--- Start of Data for processing ---
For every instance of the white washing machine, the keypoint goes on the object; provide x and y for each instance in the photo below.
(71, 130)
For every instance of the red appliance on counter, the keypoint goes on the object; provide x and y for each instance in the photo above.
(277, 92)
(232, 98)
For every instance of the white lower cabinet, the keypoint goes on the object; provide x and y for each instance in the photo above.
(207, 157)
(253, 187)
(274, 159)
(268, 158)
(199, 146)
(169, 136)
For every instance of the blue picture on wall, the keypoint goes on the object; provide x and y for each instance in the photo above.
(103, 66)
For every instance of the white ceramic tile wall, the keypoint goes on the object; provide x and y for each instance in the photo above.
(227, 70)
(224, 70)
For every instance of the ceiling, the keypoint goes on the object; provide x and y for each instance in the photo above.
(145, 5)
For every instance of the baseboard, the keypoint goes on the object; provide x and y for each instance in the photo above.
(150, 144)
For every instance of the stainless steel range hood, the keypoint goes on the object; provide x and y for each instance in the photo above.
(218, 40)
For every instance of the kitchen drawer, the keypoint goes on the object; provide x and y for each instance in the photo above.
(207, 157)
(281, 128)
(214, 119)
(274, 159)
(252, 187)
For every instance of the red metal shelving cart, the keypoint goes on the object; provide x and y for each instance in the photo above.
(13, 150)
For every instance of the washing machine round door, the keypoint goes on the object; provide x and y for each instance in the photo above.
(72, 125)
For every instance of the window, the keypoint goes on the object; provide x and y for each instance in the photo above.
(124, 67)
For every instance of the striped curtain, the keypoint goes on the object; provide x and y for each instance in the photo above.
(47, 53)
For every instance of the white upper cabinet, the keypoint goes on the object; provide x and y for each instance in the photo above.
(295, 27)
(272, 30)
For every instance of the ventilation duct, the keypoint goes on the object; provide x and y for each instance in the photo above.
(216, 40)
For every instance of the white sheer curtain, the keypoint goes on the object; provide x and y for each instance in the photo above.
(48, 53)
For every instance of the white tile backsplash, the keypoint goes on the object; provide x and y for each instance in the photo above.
--- End of Data for processing ---
## Given task
Reproduce every one of the items above word for word, leaving out no line.

## Exercise response
For every instance of the white washing machine, the keypoint goes on the object; provide x and y for each instance in the photo below.
(71, 130)
For every instance of the red appliance on counter, the keypoint goes on the object; provide x and y for each instance in the photo above.
(277, 92)
(232, 98)
For every instance of the white lower cabinet, the keypoint goes on the object; provide x and y for each instance in the photo above.
(207, 157)
(253, 187)
(274, 159)
(268, 158)
(199, 146)
(169, 136)
For every instance of the blue picture on wall, the keypoint goes on the object; provide x and y for each instance in the photo above.
(103, 66)
For every instance of the white ceramic tile wall, the keypoint goes on the object; provide x and y for each instance in the photo above.
(227, 70)
(224, 70)
For every instance of the ceiling, the keypoint goes on the object; provide x and y for each instance in the photo above.
(145, 5)
For every instance of the baseboard, the keypoint goes on the object; provide x and y for each instance in the photo above.
(150, 144)
For every instance of the stainless steel range hood, the keypoint goes on the object; provide x and y for each instance in the photo above.
(218, 40)
For every instance of the kitchen drawer, the keypoint goes on the object; provide x and y for each instance in the photo above.
(207, 157)
(281, 128)
(214, 119)
(274, 159)
(252, 187)
For every instance of the red metal shelving cart, the keypoint goes on the object; provide x and y for each instance in the photo above.
(13, 150)
For every instance of the washing machine round door, the keypoint goes on the object; provide x and y for each instance in the photo above.
(72, 125)
For every instance of the window, the keypoint goes on the object; provide x and y for each instance in the photo above.
(124, 67)
For every instance of the striped curtain, the keypoint goes on the object; provide x and y for each instance in the photo above.
(47, 53)
For every instance of the white upper cabinet, the keypoint goes on the object; provide x and y for each instance in the photo above.
(295, 27)
(272, 30)
For every instance of the ventilation duct, the keypoint goes on the object; provide x and y for each instance in the photo above.
(216, 40)
For every instance of the white sheer curtain, the keypoint goes on the object; provide x and y for each instance in the photo above.
(48, 53)
For every instance of the white tile backsplash, the keypoint goes on the object; provide x and y for each instance in the photo above.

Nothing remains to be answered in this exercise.